Exercise directions =>
Somewhere below are a line with "the form [36,280]." and a later line with "the form [551,121].". Output exactly those lines and all lines between them.

(Stored data entries)
┄┄┄┄┄┄
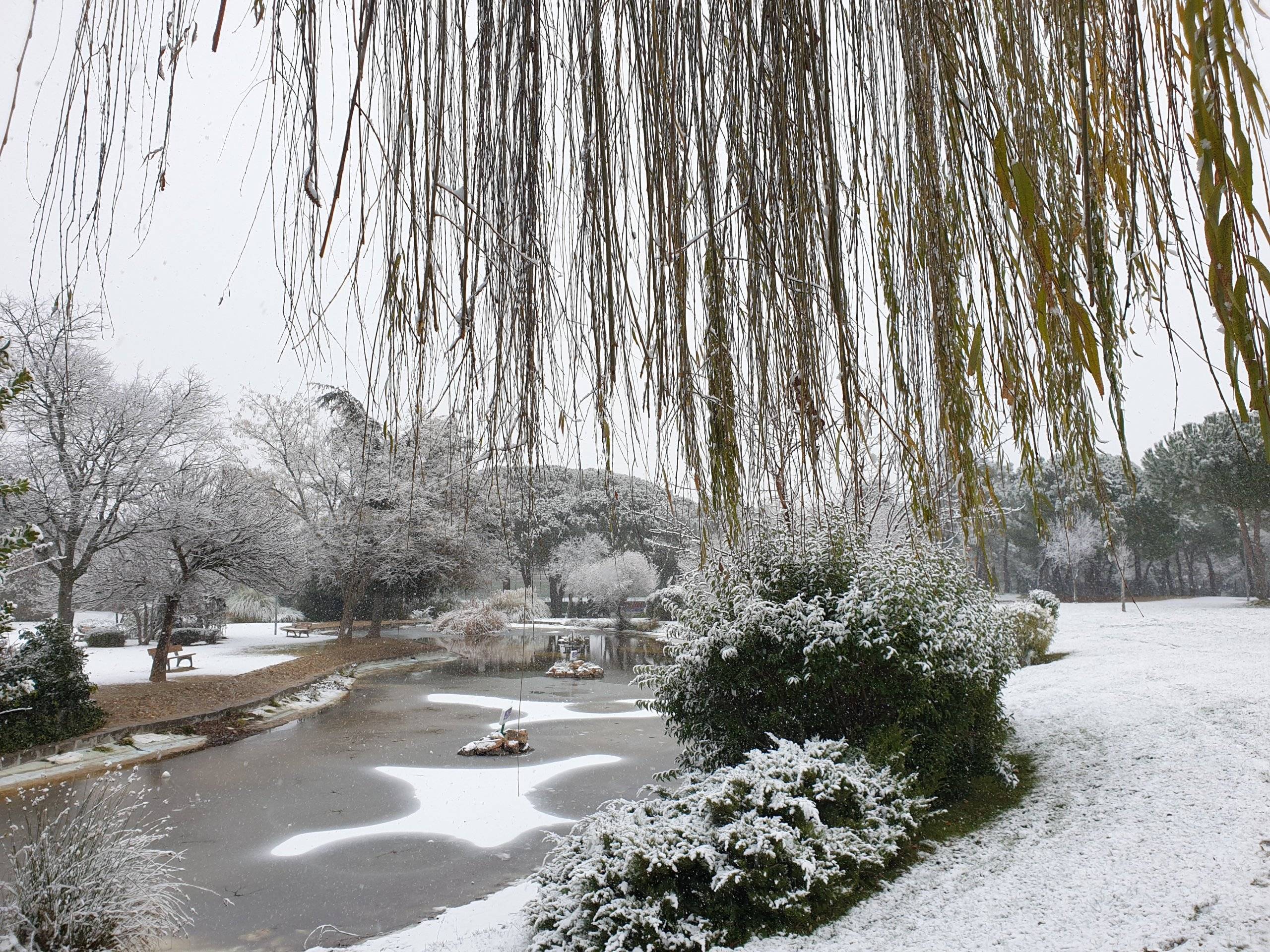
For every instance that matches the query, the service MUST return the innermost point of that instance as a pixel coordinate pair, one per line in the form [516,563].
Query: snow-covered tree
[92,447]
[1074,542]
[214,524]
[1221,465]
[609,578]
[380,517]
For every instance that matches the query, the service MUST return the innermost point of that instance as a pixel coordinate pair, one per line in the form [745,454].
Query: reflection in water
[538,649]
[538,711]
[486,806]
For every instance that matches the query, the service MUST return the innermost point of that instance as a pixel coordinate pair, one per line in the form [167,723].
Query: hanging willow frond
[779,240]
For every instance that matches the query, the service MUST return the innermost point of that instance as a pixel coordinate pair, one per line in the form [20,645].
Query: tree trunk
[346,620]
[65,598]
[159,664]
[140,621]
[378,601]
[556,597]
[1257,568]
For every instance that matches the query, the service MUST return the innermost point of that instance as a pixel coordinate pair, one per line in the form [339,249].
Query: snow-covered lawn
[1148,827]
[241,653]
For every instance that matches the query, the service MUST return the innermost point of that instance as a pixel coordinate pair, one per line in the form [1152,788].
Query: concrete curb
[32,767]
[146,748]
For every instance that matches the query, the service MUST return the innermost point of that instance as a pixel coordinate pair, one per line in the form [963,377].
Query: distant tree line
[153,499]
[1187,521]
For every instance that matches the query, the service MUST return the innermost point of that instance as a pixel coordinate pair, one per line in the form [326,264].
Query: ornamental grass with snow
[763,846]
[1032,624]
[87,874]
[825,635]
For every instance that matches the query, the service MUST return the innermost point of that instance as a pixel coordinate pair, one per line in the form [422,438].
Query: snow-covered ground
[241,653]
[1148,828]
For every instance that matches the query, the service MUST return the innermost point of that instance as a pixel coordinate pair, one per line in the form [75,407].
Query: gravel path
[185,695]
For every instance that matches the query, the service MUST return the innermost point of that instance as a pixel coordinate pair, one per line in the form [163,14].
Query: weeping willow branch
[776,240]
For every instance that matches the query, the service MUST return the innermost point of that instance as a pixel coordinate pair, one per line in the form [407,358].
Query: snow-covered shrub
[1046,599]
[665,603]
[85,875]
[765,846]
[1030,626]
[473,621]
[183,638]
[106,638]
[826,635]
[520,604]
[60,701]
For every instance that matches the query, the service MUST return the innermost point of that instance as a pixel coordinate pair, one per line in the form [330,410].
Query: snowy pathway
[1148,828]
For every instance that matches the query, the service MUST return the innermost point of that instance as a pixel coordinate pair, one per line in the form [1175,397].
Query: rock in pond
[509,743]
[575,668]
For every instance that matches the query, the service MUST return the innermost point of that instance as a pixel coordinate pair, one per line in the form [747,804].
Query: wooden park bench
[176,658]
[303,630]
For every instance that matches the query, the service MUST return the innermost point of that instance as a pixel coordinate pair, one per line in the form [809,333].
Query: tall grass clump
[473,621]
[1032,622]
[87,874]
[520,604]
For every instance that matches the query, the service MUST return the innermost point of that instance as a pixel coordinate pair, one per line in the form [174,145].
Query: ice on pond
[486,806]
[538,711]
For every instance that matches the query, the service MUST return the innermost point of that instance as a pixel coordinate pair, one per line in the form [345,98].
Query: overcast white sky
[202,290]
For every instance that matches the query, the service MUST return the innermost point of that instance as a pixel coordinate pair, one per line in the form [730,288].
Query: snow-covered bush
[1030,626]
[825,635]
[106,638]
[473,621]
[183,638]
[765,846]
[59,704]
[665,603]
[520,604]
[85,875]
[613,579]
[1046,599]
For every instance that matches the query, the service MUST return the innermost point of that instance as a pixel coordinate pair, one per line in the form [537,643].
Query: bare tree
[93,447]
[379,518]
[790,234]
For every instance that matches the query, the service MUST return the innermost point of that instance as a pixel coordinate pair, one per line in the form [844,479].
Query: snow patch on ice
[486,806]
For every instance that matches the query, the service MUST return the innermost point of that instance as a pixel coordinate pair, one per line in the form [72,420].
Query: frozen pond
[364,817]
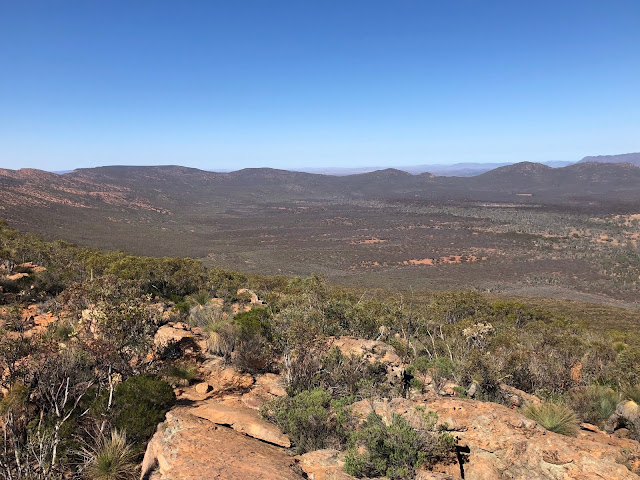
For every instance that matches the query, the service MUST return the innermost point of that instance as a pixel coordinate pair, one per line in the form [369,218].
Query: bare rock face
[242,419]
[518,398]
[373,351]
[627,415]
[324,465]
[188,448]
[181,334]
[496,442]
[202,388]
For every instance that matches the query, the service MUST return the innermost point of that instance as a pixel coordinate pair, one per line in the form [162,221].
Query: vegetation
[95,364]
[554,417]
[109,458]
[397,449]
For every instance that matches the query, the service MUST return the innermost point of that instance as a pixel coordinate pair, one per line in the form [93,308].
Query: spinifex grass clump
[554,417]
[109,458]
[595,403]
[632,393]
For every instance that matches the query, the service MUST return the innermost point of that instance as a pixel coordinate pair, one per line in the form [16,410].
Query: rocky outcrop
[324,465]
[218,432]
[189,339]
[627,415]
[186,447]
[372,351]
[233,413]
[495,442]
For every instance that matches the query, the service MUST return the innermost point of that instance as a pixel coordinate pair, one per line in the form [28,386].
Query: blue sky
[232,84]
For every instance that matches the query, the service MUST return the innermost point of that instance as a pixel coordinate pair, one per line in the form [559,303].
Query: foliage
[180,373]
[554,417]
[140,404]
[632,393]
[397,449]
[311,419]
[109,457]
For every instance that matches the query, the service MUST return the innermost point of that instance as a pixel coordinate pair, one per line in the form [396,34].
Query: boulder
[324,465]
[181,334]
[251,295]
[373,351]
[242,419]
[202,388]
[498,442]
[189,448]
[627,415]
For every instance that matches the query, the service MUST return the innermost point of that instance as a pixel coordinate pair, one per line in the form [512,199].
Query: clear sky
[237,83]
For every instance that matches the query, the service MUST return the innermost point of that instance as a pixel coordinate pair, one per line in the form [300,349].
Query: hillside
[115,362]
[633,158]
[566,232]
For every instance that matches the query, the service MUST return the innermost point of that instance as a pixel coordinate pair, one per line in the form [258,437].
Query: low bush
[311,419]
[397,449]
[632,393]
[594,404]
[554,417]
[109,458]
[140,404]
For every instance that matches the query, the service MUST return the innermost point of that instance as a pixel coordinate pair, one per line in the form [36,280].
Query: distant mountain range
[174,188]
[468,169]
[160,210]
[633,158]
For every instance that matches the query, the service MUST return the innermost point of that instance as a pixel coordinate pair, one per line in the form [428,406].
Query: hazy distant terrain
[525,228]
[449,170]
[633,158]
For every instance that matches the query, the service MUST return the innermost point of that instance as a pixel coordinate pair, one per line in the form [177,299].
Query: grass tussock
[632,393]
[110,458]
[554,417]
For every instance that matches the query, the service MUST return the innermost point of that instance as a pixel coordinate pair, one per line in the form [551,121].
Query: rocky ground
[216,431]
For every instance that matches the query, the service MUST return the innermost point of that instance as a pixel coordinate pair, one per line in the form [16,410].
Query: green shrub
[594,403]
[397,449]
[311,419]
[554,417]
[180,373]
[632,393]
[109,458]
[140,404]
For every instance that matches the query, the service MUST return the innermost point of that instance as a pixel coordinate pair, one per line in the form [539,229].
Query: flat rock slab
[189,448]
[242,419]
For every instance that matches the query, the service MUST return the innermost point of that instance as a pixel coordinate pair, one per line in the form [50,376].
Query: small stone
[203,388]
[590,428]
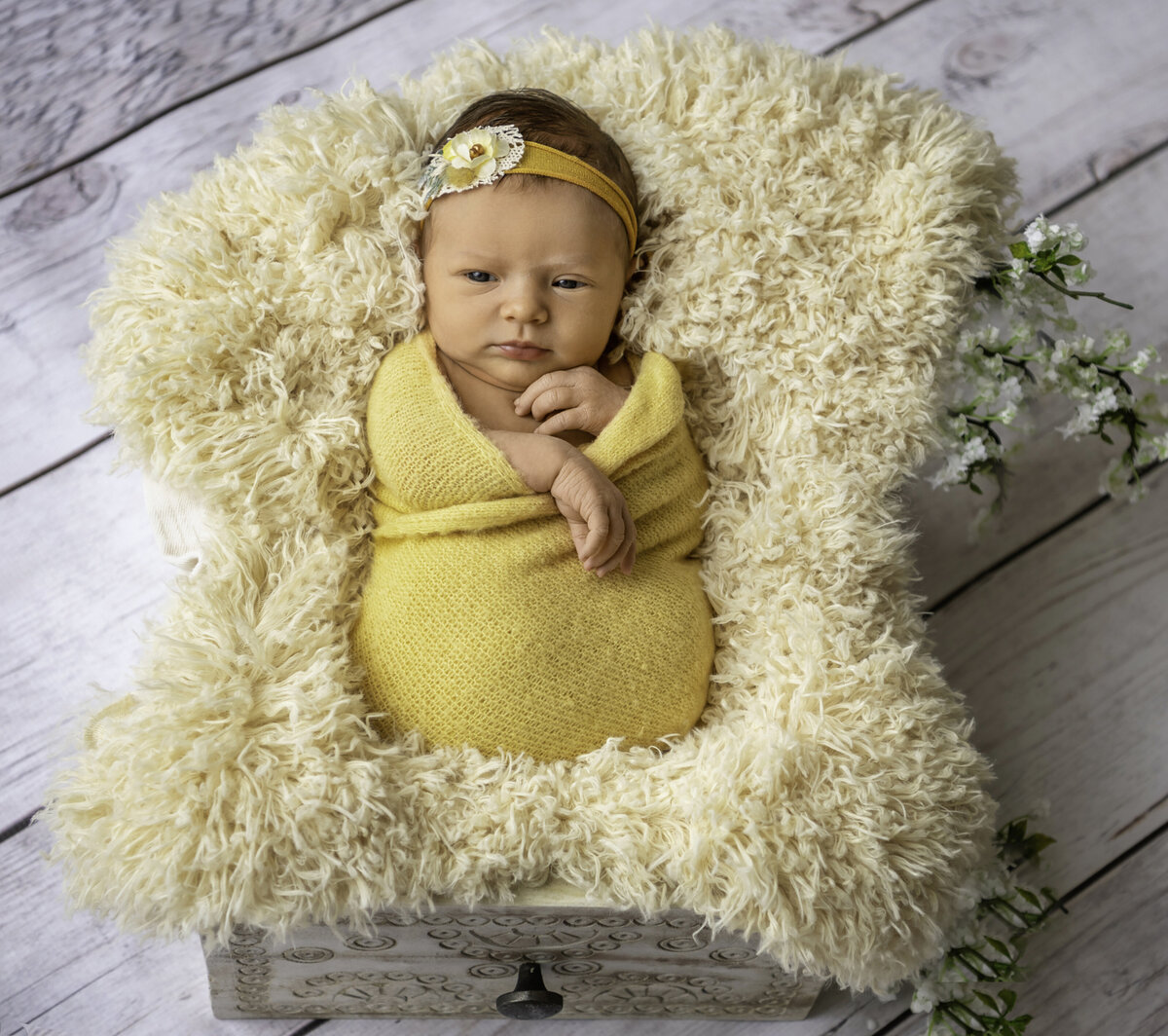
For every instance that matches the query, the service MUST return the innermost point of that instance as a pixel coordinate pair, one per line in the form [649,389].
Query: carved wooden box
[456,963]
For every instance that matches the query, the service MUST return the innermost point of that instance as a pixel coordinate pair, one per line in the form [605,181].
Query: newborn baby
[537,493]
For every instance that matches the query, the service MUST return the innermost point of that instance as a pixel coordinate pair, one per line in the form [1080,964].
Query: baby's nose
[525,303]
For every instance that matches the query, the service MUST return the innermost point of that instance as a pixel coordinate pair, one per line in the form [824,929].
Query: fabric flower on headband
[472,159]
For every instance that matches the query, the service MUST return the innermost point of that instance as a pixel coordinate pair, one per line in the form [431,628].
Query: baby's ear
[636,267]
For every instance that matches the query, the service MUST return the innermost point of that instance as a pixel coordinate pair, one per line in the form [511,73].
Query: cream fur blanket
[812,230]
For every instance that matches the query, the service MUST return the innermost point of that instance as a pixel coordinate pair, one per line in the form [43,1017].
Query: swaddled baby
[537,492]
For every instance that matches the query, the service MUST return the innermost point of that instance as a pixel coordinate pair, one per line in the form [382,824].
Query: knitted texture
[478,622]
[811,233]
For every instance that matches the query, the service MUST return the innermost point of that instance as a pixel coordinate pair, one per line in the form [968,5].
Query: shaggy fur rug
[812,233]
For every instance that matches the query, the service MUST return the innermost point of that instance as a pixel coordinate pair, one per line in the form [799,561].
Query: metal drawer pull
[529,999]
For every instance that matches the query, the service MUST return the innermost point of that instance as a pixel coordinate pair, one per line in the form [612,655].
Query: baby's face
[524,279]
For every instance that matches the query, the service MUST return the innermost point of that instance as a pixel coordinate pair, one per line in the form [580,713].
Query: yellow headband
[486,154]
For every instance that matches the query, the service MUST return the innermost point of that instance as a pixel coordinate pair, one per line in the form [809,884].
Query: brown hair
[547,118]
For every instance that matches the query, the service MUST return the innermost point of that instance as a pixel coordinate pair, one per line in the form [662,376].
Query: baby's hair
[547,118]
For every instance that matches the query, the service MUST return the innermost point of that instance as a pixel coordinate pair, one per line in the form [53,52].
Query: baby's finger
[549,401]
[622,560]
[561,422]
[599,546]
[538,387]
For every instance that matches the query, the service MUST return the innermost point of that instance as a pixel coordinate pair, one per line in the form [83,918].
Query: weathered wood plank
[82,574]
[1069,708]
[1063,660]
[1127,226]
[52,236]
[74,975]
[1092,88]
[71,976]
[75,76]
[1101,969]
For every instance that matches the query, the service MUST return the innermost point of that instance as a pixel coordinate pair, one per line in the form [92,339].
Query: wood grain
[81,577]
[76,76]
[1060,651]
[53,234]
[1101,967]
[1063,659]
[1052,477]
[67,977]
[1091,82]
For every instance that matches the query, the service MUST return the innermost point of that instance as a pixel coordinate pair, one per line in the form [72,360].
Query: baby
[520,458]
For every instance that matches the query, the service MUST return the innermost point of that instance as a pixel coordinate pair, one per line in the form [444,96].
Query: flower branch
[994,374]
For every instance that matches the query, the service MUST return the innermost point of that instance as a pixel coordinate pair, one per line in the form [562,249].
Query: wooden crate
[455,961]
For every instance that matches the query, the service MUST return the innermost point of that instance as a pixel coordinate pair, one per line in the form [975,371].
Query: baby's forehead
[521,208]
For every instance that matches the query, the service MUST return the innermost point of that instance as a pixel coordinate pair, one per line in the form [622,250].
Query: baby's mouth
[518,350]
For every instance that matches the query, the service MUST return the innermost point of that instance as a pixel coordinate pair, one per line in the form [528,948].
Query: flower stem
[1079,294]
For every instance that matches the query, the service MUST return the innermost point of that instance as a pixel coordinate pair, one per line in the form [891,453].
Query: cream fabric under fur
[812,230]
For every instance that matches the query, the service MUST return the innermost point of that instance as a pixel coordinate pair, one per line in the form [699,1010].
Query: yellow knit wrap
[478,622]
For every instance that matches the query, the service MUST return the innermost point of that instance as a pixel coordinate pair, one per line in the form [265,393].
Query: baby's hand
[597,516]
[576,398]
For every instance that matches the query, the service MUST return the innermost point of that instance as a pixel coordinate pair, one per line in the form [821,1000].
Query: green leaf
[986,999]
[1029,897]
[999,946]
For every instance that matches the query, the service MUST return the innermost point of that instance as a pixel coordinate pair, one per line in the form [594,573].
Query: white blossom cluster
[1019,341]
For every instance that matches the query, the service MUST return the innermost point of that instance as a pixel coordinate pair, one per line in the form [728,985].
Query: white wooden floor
┄┄┄┄┄┄
Final answer =>
For every instance that matches the query, the service MUST return the innermost point of that instance as a pixel coordinate pair, one per line in the form [36,280].
Query: distant mountain range
[174,188]
[468,169]
[160,210]
[633,158]
For every instance that matches the query, the service MUST return the innermost point of that instance as a pixel coordinate pair, one per line in the form [428,406].
Query: hazy distant terrain
[525,228]
[449,170]
[633,158]
For every instance that matches the query, the service MUST return the innermost point of that instance as a pixel coordinate pair, one per line in the form [177,299].
Query: grass tussock
[632,393]
[110,458]
[554,417]
For every instance that matches the query, the service MUST return the innermost point of that instance as a pixel coordinate pair, one per line in the form [551,121].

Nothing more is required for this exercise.